* **Source text**
Member-only story
Introducing Agent-based RAG
An implementation with LangGraph, Azure AI Search and Azure OpenAI GPT-4o
Among the various architectural patterns in the field of Generative AI, Retrieval Augmented Generation (RAG) was the first and probably still most polular to be around.
RAG is a technique that allows the generative models to access external knowledge sources, such as documents, databases, or web pages, and use them as additional inputs for generating responses. By doing so, RAG can improve the quality, diversity, and reliability of the generated content, as well as provide transparency and verifiability for the users.
Over the last months, many variations of RAG have been developed (GraphRAG, Adaptive RAG, Corrective RAG…), with the goal of improving some weaknesses of the “traditional” RAG pipeline.
In this article, we are going to see one of these variations: Agentic RAG. Before diving into the topic, let’s refresh how the two main ingredients of this solution — RAG and Agents — are defined.
What is RAG?
Retrieval Augmented Generation (RAG) is a powerful technique in LLM-powered applications scenarios that addresses the following problem: “what if I want to ask my LLM something that is not part of the training set where the LLM was trained?”. The idea behind RAG is that of decoupling the LLM from the knowledge base we want to navigate through, which is properly vectorized or embedded and stored into a VectorDB.
RAG is made of three phases:
- Retrieval → given a user’s query and its corresponding vector, the most similar pieces of documents (those corresponding to the vectors that are closer to the user query’s vector) are retrieved and used as the base context for the LLM.

- Augmentation →the retrieved context is enriched through additional instructions, rules, safety guardrails and similar practices that are typical of prompt engineering techniques.

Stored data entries
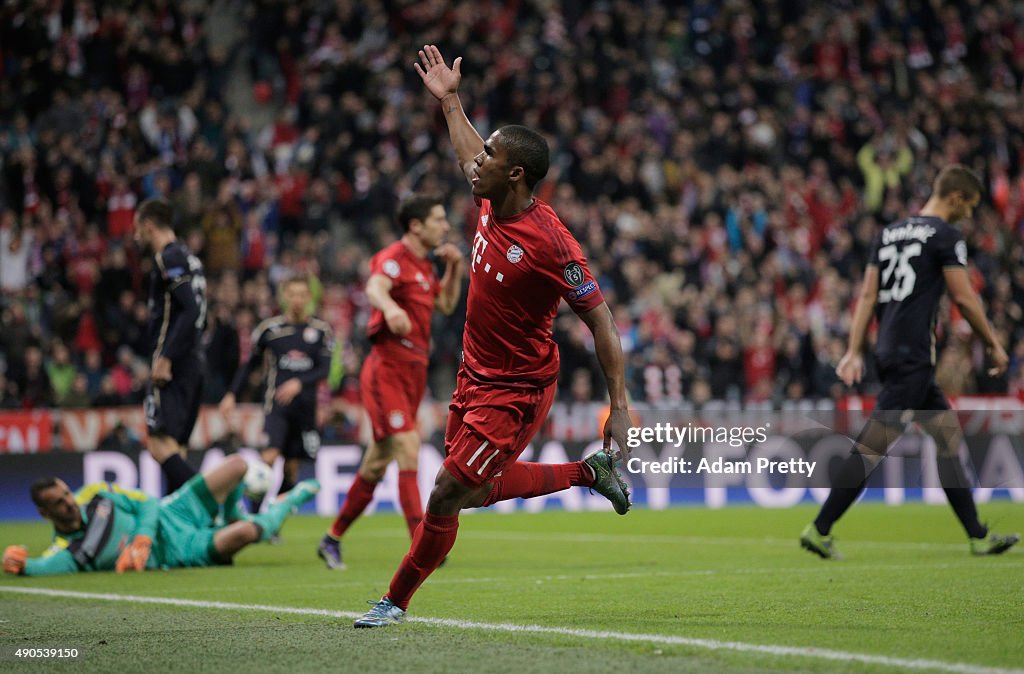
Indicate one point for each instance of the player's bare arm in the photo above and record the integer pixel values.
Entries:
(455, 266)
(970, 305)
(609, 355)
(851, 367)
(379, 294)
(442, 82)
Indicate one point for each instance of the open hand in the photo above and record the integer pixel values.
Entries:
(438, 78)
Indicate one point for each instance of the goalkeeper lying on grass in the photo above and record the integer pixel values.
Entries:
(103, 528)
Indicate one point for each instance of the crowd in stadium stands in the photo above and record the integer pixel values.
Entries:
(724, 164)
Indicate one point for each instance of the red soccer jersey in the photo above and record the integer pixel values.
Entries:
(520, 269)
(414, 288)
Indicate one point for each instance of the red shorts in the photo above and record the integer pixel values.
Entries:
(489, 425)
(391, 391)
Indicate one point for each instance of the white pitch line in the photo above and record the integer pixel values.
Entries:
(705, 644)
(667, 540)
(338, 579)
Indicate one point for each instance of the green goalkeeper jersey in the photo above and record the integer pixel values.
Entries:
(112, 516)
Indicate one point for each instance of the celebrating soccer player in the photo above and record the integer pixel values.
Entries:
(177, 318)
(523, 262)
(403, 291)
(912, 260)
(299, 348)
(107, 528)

...

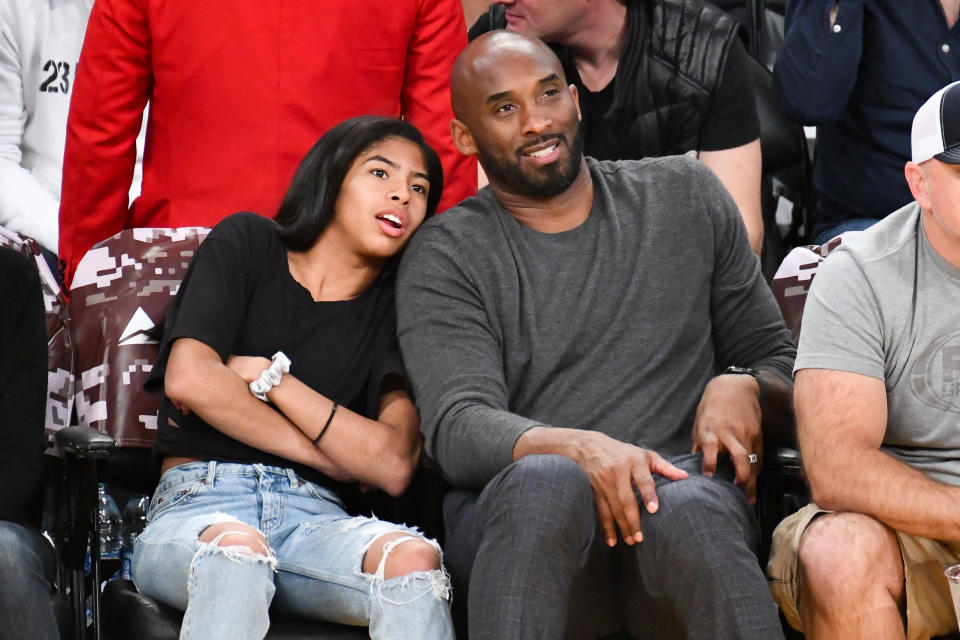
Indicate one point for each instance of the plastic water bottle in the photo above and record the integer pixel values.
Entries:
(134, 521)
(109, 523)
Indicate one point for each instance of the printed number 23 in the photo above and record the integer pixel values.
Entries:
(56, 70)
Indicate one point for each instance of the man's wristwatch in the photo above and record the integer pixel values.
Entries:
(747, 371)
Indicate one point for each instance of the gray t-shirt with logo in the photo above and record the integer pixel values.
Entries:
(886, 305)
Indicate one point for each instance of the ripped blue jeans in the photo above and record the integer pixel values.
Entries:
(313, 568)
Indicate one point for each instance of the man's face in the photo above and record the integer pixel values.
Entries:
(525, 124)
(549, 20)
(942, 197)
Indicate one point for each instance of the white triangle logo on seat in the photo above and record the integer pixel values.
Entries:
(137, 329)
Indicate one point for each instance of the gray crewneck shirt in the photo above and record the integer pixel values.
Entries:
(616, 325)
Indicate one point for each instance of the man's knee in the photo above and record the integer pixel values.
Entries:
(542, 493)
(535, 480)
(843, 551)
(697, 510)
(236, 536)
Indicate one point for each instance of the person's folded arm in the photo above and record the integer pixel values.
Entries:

---

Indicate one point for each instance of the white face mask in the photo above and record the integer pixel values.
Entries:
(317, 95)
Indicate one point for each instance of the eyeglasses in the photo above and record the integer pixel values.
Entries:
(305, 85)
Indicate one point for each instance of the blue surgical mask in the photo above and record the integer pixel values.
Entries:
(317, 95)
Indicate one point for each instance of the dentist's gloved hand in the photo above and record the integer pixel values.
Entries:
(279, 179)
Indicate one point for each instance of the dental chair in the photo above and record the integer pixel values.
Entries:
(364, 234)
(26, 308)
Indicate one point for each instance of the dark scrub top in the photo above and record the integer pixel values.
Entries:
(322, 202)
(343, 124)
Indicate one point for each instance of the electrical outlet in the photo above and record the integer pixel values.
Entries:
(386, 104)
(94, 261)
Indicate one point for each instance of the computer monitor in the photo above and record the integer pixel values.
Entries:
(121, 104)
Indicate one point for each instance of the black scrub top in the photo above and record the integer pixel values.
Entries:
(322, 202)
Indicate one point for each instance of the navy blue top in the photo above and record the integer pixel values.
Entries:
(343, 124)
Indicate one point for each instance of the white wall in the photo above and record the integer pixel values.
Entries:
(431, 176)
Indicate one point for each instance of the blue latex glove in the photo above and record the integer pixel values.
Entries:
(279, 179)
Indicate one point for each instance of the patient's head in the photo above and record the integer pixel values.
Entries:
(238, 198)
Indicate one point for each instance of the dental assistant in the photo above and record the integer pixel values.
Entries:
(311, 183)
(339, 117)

* **Exercise requirements**
From the article on Agent-based RAG above, extract everything from "Over the last" down to "Agents — are defined.", copying it word for word.

* **Exercise response**
Over the last months, many variations of RAG have been developed (GraphRAG, Adaptive RAG, Corrective RAG…), with the goal of improving some weaknesses of the “traditional” RAG pipeline.
In this article, we are going to see one of these variations: Agentic RAG. Before diving into the topic, let’s refresh how the two main ingredients of this solution — RAG and Agents — are defined.